## The task
Start at the line with "Target: red roof" in the records below, stop at the line with "Target: leafy green tree", and return every line in that span exactly, the two end lines included.

## Excerpted records

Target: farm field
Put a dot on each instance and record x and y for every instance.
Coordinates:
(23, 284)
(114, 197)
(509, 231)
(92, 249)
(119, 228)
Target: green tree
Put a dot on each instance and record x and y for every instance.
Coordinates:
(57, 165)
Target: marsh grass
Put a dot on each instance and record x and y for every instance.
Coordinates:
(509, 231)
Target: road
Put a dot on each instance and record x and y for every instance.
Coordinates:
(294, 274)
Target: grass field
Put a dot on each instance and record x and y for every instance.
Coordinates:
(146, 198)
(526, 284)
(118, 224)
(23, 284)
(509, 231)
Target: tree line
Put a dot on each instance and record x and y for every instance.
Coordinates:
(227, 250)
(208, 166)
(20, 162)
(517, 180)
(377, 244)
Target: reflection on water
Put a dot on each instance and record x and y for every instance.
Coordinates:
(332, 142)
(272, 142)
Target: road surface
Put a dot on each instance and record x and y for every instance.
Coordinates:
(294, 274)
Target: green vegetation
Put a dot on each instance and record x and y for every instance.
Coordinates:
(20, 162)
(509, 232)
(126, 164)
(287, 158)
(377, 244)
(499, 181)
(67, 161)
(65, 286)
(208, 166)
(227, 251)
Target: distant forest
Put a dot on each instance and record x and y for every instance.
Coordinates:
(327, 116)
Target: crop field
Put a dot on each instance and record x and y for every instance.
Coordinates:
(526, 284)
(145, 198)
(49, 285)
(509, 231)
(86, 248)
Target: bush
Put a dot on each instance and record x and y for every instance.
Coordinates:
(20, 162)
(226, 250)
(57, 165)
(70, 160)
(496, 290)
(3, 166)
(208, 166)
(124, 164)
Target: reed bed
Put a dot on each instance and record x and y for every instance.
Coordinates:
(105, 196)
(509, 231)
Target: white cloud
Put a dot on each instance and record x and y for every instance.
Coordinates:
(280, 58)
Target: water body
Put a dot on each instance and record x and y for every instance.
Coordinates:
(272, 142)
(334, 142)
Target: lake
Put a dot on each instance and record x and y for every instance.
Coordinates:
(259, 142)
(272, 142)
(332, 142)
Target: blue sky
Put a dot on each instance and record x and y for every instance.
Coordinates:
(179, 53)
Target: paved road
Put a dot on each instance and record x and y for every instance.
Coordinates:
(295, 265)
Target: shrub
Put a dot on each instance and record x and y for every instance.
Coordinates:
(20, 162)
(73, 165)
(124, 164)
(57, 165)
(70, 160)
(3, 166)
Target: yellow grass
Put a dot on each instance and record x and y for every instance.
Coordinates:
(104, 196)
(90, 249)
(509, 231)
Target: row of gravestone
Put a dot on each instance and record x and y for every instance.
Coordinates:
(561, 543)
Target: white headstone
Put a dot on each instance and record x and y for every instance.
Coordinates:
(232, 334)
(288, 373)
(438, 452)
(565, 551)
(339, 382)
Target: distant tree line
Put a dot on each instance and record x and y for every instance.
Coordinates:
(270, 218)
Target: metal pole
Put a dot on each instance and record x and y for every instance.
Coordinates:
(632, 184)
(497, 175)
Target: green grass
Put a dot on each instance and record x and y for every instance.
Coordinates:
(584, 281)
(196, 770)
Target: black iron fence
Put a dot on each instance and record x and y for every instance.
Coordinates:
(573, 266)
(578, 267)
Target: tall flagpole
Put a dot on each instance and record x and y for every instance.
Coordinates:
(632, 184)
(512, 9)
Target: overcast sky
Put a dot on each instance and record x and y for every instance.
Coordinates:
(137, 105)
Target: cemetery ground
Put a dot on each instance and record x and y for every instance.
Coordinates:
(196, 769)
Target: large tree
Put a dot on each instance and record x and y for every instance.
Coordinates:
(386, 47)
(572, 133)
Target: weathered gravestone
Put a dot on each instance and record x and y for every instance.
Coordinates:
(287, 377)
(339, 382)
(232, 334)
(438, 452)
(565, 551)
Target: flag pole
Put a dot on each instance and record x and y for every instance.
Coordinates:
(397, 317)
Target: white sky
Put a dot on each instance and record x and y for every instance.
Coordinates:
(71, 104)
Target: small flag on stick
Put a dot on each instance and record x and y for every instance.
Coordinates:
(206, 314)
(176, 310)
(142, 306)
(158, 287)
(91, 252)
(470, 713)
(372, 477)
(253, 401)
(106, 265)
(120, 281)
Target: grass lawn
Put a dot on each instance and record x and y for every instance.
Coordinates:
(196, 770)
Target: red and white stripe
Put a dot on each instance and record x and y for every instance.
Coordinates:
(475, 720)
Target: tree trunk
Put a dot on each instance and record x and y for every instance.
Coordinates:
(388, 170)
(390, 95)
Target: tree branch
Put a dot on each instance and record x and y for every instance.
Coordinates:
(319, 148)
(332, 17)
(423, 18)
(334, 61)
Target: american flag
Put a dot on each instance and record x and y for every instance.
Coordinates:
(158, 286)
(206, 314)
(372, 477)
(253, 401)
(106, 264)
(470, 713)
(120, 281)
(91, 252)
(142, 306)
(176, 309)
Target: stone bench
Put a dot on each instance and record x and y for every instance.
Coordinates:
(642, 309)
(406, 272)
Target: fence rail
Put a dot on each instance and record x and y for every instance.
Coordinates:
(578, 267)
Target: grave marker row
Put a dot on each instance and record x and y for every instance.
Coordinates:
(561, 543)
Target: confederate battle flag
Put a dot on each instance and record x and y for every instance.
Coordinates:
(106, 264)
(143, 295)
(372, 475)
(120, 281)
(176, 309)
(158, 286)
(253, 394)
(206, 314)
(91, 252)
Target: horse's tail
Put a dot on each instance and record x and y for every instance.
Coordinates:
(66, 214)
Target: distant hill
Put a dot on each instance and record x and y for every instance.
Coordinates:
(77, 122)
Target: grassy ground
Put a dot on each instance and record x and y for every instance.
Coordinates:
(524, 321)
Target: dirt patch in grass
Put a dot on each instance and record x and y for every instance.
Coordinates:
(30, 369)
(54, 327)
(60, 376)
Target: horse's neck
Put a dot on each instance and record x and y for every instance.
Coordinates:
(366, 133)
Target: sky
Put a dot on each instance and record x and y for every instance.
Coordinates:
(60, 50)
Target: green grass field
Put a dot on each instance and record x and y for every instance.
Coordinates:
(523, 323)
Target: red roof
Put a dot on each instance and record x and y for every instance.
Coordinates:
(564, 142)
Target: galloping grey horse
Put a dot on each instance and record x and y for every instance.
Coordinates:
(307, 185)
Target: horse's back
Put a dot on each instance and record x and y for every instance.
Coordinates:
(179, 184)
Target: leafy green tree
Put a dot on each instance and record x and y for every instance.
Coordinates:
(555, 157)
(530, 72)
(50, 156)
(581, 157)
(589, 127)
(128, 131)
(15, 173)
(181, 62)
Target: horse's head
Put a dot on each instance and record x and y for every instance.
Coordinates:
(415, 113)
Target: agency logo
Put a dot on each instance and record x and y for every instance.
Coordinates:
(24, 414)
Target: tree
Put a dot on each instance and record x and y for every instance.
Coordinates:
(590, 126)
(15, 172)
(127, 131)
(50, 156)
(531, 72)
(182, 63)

## Completed task
Target: red roof
Put a dot on each instance and record x and y for every instance.
Coordinates:
(564, 142)
Target: galloping grey horse
Put a dot on each instance and record x and y for every instance.
Coordinates:
(307, 185)
Target: horse's back
Put a dot on each instance and record x and y for every instance.
Coordinates:
(179, 184)
Target: leafy green tree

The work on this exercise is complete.